#### [AIM OF THE TASK]
Transcribe exactly the lines from the top of the records below through the line that holds "like (366, 123).", both included, with no pictures.

#### [DATA UNDER STUDY]

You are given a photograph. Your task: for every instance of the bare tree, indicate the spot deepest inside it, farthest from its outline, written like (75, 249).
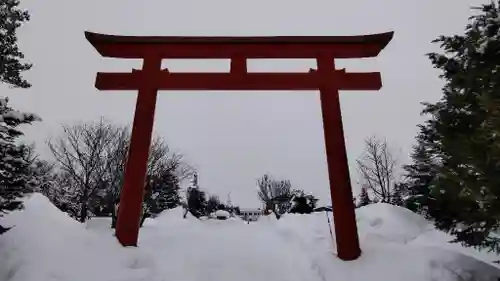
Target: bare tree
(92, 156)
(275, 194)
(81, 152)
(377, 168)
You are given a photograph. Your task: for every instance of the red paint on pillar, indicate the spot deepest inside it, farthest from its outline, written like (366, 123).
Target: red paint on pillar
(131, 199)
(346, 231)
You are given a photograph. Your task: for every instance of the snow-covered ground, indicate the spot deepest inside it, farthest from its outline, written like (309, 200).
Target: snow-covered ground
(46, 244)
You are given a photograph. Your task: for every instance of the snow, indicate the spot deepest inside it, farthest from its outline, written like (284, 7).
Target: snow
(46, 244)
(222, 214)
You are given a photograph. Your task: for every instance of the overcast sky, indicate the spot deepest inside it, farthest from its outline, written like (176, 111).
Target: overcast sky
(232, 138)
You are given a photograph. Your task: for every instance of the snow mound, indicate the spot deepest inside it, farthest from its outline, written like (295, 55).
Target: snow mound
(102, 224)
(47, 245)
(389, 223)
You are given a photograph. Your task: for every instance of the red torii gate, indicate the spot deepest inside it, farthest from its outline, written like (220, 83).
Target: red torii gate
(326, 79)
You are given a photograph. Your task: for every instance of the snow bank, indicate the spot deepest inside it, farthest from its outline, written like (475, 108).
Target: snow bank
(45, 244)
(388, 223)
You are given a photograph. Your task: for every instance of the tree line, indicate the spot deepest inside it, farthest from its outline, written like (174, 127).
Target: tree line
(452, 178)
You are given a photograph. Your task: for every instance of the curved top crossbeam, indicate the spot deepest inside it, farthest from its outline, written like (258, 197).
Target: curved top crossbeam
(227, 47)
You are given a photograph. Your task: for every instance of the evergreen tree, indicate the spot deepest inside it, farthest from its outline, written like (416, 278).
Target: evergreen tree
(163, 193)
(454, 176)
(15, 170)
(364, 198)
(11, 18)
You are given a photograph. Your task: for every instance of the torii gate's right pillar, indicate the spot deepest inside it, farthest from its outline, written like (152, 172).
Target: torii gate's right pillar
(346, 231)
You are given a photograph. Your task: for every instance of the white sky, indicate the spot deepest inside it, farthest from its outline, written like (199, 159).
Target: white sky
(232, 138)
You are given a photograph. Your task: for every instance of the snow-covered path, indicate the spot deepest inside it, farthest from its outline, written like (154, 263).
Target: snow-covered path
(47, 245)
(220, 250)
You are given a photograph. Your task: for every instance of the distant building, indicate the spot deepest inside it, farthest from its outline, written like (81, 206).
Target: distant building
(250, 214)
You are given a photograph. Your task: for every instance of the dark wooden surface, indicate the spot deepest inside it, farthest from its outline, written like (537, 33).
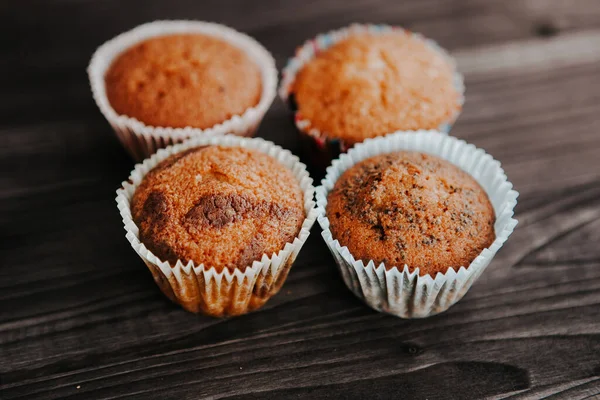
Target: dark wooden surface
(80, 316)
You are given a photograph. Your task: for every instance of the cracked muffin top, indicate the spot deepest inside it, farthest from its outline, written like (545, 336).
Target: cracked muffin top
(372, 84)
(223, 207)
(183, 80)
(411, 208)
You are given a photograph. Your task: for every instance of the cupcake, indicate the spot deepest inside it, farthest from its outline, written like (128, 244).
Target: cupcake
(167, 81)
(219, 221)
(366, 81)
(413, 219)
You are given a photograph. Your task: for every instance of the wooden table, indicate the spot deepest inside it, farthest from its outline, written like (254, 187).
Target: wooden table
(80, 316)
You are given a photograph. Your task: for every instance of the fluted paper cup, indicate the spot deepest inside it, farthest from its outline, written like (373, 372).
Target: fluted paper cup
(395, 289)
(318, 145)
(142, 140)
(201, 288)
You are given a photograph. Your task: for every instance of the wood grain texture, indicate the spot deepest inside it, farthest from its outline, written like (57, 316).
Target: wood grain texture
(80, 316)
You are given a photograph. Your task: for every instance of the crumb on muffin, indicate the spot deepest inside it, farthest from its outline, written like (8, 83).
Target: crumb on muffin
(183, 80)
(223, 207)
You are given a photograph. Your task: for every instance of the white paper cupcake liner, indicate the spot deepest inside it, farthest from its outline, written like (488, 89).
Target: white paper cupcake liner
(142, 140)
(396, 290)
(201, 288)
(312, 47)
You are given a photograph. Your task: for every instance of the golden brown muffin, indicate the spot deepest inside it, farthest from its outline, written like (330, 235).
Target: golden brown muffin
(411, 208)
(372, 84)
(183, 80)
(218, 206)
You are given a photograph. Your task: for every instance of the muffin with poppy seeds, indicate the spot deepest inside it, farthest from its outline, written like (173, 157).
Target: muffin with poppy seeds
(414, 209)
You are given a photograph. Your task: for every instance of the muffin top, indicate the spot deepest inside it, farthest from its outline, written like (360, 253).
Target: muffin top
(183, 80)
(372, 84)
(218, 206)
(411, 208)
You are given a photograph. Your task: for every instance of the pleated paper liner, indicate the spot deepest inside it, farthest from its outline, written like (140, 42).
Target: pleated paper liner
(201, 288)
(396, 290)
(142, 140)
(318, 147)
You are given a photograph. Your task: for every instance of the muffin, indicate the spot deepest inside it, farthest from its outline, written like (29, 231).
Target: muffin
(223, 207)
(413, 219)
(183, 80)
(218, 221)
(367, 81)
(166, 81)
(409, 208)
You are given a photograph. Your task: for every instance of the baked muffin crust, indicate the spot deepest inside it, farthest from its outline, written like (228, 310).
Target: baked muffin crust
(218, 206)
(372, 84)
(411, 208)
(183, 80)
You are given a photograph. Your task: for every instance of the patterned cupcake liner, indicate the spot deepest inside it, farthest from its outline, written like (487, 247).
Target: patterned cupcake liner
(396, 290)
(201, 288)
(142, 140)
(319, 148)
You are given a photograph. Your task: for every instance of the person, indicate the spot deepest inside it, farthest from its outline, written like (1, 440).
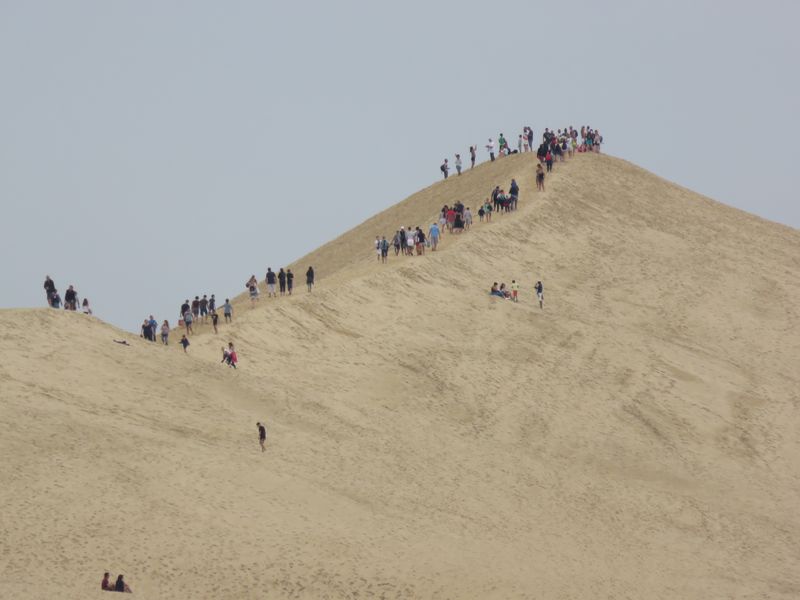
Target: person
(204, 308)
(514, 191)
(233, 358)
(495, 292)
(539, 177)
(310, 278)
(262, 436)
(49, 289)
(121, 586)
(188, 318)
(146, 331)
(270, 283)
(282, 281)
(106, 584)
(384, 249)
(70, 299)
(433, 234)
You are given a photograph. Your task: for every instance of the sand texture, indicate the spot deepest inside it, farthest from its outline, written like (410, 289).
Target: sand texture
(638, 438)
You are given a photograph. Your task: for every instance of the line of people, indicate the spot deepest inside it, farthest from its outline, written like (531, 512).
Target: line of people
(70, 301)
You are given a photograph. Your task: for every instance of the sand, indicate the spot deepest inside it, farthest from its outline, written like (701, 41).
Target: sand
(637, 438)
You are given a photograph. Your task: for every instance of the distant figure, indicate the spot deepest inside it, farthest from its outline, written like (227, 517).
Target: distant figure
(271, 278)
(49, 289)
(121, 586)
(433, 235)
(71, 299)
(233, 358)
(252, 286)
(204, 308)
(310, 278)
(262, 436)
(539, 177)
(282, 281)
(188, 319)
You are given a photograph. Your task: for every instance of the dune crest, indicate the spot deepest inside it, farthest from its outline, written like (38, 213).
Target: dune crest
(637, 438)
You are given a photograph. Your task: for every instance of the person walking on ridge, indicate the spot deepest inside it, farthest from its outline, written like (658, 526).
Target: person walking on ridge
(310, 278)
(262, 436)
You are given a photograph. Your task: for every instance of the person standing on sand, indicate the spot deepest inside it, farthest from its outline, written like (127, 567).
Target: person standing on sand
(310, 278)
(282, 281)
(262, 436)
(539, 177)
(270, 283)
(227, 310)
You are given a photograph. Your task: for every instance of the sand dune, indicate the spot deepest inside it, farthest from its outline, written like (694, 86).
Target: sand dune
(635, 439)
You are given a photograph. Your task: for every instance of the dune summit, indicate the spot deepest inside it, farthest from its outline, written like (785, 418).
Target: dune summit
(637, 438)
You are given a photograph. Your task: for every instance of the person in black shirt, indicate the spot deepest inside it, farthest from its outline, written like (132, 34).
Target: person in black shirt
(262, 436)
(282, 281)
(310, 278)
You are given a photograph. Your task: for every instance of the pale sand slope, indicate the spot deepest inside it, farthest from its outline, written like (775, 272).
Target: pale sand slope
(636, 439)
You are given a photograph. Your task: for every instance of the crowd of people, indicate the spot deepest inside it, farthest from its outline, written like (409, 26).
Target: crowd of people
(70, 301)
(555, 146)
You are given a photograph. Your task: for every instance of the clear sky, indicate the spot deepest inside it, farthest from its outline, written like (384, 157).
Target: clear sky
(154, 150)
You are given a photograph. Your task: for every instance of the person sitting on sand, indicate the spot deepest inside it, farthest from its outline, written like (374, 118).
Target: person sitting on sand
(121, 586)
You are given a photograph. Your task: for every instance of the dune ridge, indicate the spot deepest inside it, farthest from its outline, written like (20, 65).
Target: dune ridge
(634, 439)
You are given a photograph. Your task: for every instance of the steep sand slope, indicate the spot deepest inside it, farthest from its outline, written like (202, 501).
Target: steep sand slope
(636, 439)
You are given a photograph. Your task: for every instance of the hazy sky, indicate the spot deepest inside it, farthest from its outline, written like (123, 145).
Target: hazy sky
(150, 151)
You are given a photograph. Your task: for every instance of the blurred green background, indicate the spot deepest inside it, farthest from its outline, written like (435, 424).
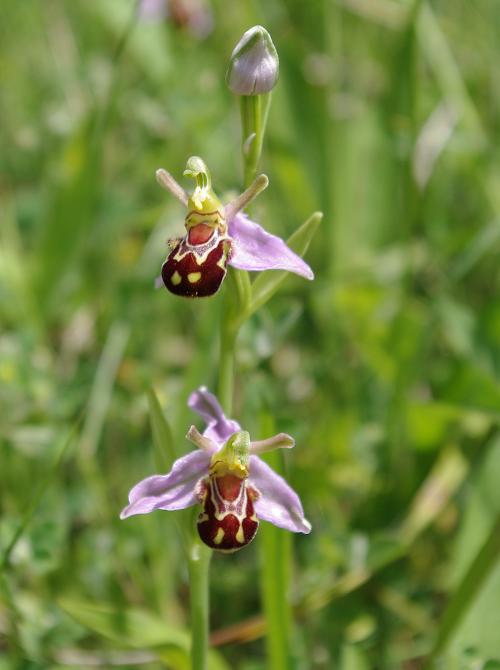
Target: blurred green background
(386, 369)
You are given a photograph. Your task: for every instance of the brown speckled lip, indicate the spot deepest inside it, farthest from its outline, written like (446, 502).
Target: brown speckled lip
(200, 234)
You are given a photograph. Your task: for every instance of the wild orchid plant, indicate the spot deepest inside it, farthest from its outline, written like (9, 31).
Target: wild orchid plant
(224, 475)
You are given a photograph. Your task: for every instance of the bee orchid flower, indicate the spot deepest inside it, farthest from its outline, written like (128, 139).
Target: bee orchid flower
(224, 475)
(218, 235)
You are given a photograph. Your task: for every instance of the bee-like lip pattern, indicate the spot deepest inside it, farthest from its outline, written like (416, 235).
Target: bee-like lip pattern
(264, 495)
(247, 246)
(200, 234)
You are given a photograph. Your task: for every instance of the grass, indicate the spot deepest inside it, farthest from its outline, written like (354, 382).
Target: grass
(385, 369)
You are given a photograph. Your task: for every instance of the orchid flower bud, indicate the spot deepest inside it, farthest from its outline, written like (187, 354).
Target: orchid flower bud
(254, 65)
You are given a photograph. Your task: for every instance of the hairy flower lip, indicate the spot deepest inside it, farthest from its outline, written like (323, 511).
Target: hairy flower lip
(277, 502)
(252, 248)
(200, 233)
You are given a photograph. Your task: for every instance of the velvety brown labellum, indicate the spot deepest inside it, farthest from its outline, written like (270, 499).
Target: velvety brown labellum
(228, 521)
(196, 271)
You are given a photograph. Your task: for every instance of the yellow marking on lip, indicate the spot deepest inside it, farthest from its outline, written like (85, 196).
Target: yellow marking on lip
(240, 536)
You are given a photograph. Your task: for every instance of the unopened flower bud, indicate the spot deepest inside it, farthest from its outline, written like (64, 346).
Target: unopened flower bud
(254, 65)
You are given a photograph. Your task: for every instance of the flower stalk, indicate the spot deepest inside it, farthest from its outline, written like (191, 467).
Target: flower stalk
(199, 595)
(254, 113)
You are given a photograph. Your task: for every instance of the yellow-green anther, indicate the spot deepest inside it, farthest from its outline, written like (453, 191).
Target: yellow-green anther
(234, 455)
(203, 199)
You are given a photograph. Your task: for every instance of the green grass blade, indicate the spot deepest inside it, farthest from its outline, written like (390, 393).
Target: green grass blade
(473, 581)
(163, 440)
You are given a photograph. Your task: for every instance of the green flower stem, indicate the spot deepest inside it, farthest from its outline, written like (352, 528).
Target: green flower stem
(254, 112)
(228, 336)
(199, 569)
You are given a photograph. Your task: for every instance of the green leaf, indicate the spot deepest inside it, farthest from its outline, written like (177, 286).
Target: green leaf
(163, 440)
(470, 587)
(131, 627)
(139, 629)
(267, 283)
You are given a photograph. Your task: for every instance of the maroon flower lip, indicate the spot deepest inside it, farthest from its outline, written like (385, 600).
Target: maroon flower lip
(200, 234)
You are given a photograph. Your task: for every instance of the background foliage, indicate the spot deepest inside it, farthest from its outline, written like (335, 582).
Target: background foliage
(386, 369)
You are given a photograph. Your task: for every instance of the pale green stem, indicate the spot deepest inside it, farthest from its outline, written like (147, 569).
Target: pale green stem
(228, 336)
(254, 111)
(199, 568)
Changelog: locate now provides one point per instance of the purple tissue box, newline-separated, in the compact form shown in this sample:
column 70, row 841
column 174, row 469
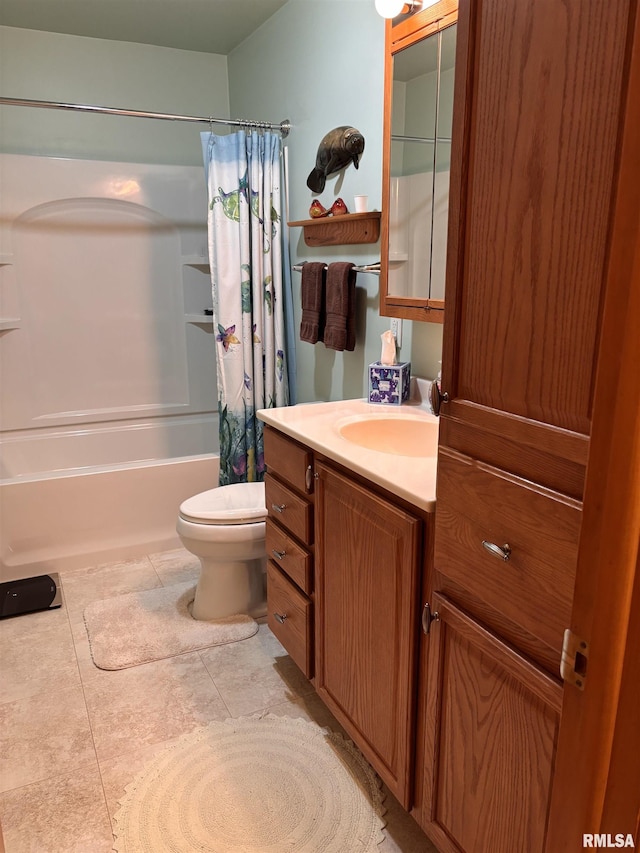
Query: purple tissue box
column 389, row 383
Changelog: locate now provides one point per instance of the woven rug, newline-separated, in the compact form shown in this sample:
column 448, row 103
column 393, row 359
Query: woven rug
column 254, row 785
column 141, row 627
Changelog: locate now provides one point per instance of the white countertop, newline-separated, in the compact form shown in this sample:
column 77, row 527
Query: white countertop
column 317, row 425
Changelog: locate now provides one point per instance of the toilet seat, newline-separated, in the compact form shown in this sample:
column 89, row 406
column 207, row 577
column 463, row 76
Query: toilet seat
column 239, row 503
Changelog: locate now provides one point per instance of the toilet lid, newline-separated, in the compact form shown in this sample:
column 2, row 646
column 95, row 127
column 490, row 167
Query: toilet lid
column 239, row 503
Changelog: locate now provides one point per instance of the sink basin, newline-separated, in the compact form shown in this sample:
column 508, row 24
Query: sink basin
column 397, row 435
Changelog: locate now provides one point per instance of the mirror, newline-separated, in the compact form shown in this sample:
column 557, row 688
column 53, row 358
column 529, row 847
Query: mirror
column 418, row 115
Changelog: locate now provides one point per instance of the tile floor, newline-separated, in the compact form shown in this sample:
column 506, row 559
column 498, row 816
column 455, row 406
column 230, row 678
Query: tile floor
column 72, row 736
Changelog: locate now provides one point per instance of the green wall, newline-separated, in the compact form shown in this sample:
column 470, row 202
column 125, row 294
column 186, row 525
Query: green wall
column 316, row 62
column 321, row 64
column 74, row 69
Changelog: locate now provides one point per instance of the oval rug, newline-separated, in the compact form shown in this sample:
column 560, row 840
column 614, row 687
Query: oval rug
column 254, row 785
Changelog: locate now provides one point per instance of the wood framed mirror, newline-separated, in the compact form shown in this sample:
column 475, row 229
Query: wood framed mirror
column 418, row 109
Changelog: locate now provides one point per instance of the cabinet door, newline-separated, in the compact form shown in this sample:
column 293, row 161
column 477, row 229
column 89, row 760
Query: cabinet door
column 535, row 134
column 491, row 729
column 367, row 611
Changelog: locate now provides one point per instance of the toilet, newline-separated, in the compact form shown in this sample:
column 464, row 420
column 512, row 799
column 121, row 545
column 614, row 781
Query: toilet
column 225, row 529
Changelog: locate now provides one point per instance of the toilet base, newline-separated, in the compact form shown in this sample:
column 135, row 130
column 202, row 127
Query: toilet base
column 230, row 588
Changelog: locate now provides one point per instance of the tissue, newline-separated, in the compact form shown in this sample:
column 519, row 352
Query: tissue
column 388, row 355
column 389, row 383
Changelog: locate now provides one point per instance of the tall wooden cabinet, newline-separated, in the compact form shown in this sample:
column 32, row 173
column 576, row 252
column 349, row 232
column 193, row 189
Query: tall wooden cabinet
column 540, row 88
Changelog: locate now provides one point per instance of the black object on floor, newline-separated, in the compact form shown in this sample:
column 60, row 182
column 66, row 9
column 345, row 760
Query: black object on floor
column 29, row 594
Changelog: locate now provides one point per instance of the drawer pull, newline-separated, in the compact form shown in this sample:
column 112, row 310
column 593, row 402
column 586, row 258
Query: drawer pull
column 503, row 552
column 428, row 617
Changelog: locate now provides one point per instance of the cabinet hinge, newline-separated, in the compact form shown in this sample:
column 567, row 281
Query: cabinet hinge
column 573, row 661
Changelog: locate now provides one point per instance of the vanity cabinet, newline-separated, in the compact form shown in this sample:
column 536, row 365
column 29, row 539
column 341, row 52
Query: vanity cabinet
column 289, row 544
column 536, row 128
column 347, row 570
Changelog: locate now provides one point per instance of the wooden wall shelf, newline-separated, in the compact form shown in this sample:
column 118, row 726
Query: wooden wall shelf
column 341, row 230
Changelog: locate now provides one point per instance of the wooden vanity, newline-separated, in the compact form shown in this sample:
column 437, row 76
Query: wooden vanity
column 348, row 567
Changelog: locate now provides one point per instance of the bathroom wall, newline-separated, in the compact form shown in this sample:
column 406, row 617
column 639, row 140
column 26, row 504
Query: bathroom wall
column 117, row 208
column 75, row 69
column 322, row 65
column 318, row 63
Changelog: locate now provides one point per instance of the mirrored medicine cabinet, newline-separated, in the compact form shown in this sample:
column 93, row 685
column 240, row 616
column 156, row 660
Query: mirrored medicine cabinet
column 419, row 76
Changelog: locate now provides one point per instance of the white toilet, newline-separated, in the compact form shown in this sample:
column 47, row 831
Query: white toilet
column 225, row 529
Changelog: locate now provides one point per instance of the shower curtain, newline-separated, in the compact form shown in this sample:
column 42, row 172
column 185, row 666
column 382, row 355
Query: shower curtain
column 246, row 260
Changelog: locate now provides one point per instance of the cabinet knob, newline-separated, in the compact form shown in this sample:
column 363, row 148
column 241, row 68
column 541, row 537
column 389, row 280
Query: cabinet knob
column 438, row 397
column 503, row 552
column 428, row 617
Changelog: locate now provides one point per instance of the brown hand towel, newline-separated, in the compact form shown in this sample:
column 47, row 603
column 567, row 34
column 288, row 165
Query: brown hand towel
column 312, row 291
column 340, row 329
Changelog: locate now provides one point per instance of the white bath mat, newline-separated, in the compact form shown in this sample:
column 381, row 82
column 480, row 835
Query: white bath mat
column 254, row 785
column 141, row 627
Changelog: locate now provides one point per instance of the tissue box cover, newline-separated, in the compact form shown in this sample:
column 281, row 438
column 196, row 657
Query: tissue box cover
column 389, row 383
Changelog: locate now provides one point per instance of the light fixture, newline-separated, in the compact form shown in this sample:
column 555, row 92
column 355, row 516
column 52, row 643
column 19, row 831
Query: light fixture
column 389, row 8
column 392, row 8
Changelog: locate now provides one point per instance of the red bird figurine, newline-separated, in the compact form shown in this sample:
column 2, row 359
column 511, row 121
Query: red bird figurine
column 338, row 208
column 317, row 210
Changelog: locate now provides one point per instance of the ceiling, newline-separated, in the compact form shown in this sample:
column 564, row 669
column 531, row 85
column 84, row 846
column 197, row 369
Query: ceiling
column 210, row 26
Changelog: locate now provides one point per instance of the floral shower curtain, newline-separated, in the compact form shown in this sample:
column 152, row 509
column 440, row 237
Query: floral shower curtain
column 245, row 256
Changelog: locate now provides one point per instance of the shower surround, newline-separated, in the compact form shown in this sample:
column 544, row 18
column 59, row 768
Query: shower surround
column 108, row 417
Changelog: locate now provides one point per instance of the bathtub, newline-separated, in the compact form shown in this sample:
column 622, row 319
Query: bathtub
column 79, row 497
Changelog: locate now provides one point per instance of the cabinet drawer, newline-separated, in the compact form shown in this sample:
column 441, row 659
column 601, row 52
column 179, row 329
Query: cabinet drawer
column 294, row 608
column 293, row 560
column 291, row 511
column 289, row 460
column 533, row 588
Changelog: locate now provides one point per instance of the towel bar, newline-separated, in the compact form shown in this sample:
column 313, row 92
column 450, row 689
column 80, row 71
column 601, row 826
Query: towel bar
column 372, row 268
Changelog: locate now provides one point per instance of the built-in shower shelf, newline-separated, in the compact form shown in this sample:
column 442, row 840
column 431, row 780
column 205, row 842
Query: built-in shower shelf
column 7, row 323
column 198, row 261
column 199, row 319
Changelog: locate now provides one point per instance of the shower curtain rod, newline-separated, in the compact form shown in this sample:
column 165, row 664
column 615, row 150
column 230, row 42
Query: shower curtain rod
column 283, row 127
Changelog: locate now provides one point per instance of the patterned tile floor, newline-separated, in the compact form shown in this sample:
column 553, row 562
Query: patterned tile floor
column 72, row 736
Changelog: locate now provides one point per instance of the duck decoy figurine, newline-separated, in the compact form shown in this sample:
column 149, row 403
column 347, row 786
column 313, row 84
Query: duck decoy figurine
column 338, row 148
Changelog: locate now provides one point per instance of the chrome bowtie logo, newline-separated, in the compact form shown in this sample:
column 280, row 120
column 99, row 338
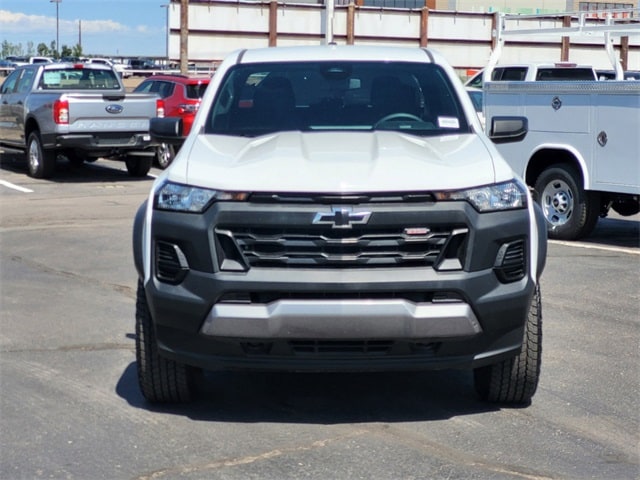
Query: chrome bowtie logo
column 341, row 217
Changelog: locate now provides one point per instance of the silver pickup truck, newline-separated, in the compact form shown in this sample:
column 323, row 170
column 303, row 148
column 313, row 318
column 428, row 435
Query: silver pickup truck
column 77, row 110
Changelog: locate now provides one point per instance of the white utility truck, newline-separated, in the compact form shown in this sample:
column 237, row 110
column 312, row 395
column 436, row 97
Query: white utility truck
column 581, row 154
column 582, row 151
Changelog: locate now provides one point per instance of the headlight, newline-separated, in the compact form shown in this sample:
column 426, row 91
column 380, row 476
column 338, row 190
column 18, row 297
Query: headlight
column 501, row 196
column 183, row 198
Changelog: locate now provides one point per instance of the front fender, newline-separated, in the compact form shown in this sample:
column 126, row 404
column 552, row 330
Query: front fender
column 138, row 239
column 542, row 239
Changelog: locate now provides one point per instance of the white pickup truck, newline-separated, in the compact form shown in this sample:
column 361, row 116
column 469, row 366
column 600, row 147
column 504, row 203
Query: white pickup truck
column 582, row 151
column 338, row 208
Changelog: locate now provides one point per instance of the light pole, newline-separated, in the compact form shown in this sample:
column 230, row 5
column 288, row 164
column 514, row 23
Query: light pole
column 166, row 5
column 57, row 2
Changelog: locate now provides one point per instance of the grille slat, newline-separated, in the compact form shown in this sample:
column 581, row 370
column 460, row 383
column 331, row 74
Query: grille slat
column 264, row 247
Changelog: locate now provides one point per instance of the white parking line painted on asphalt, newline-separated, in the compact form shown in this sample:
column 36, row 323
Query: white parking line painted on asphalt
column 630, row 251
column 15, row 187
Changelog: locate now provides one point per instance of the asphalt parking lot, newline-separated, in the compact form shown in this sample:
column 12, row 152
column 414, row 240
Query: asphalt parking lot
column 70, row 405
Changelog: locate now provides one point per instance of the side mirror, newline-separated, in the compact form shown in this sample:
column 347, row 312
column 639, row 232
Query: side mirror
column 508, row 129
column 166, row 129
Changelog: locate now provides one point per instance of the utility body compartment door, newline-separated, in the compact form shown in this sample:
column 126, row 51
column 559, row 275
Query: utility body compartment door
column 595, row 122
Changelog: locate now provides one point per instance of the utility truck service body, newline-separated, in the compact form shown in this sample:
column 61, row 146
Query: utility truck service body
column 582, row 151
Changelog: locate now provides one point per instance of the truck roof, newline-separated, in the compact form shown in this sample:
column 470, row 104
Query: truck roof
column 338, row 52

#### [TASK RESULT]
You are given a photograph. Your task: for every instance of the bare tree, indicate the spot deepest inside it, farthest from its outline, written like (75, 249).
Target: bare tree
(92, 156)
(275, 194)
(81, 152)
(377, 168)
You are given a photograph. Your task: for every instance of the red paint on pillar, indicate the spot deepest inside it, farthest from its outline, written like (366, 123).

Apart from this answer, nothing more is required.